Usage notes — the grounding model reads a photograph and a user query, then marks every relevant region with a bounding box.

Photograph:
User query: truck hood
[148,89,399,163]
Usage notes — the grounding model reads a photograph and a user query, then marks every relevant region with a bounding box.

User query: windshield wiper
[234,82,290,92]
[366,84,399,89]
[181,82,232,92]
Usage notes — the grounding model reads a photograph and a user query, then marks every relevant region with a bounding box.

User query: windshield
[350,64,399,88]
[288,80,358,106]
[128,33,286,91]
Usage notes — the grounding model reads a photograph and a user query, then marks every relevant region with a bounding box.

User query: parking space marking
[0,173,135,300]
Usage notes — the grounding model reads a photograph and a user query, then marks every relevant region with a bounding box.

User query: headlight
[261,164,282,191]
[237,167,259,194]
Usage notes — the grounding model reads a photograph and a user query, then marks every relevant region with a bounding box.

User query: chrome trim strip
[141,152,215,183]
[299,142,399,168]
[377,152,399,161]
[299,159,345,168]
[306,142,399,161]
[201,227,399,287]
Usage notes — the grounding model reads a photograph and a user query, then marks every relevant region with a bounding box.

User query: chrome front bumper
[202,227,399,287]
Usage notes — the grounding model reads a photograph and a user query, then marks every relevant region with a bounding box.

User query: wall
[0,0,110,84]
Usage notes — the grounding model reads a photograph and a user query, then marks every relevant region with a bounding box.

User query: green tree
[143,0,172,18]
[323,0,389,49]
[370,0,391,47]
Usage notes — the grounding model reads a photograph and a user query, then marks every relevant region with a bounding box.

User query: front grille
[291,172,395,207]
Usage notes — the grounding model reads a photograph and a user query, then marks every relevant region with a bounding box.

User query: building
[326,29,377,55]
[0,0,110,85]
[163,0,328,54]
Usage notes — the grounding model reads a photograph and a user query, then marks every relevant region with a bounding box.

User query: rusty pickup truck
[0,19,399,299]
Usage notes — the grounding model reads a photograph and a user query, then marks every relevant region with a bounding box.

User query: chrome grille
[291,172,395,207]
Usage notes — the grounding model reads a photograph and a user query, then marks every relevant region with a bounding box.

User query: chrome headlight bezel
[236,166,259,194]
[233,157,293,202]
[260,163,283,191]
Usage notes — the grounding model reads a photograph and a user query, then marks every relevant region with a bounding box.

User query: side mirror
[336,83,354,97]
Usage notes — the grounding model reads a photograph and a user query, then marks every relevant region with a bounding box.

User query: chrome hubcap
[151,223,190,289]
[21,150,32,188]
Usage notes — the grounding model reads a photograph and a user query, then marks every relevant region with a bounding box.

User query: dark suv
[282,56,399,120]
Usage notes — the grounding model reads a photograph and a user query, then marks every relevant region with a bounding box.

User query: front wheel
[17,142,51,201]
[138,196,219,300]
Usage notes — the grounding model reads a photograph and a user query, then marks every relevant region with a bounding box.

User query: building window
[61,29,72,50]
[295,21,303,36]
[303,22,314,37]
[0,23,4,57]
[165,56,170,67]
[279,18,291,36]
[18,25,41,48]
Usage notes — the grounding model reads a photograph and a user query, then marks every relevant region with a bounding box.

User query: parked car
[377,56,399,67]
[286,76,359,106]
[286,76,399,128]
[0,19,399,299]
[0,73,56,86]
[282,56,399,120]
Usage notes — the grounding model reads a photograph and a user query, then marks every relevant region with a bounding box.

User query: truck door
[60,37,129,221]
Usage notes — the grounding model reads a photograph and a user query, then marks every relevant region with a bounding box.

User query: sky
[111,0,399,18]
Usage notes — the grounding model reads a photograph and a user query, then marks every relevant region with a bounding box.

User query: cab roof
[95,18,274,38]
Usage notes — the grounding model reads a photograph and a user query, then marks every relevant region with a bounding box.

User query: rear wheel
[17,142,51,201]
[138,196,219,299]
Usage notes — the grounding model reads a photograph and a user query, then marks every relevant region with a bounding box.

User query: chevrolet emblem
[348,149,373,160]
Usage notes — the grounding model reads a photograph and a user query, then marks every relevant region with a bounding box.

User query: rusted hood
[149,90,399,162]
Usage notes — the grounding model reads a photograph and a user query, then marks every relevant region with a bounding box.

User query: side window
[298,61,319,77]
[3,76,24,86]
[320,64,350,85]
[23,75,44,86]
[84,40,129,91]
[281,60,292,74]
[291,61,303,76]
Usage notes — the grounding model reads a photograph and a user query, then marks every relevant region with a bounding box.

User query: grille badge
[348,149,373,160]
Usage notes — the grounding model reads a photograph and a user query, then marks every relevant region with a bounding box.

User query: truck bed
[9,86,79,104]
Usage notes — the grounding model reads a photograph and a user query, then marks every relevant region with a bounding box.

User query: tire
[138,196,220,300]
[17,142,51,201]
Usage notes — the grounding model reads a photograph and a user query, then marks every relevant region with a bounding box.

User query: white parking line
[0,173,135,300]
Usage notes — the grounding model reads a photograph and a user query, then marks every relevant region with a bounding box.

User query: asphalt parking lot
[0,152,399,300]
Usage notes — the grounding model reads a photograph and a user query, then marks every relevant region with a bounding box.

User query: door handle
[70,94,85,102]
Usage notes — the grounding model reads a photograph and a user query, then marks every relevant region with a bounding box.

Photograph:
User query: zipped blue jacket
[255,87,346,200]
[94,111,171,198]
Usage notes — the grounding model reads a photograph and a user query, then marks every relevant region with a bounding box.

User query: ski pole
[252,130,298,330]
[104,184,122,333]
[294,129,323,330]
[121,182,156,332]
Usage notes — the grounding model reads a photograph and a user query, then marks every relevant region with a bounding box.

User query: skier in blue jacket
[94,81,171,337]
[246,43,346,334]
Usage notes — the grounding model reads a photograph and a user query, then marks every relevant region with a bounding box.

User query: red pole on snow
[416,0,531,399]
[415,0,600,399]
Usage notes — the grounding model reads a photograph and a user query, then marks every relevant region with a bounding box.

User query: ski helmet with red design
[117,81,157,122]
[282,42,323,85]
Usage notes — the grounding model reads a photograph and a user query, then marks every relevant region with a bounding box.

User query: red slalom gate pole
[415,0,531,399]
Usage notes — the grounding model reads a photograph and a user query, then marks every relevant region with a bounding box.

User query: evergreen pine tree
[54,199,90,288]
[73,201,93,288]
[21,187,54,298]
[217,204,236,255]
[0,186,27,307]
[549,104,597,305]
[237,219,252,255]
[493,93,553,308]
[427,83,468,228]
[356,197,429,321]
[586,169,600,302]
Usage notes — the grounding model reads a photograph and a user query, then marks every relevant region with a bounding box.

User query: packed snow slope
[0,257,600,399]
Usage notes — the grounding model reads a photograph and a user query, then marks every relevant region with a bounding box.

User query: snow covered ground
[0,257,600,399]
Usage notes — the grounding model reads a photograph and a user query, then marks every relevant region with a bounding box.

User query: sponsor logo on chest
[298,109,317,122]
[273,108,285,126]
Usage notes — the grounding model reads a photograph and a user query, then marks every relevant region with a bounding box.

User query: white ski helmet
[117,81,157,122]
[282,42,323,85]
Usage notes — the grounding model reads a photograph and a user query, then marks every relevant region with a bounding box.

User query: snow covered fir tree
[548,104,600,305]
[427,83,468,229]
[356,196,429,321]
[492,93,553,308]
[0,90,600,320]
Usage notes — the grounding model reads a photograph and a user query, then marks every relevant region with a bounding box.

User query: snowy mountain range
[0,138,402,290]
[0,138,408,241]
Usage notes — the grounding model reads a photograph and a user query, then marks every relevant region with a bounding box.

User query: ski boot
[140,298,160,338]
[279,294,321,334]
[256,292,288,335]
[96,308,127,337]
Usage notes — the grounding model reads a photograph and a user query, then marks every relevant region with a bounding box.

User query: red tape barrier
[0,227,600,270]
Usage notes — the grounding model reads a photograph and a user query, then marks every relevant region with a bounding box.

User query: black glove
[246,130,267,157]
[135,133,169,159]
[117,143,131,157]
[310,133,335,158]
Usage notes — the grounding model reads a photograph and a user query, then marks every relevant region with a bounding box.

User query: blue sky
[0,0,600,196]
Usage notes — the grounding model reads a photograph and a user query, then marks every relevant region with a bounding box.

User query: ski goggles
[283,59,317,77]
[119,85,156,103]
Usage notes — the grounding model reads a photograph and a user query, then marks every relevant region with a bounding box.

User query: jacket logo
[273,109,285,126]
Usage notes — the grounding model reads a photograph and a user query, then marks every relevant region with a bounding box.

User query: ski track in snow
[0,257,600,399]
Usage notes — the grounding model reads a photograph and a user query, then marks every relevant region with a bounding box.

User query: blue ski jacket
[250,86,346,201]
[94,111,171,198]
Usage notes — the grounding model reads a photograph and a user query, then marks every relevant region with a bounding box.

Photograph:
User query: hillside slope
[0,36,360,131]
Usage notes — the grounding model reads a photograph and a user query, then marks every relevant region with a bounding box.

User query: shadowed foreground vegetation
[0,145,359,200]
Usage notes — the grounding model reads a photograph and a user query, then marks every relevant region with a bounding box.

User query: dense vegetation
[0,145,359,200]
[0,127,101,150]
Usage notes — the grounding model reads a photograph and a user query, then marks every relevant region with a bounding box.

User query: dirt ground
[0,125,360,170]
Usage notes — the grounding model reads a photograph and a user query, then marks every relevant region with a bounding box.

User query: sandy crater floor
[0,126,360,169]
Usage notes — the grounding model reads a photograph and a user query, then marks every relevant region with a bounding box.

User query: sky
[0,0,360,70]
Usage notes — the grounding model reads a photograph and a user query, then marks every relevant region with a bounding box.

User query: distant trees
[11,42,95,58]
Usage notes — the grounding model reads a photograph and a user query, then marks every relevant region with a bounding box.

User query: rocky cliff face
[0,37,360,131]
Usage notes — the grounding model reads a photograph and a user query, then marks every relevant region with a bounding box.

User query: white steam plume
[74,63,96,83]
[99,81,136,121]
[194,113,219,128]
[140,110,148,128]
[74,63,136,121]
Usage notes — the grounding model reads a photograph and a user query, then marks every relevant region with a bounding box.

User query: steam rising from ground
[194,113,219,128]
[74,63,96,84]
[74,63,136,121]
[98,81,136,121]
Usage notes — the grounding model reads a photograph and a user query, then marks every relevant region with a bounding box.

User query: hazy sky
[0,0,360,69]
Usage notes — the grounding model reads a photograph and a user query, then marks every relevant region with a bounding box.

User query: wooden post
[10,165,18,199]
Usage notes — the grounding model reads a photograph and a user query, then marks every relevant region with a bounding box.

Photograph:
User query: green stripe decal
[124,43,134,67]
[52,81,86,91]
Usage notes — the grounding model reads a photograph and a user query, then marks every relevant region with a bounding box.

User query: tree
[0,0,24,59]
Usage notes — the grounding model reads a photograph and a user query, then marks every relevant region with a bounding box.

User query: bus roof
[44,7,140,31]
────────────────────────────────────────
Given request =>
From the entries above, copy each line that contains the word "jacket". Matching is case-sensitive.

Expected answer =>
User query: zipped blue jacket
User query: skier in blue jacket
User query: jacket logo
User query: blue ski jacket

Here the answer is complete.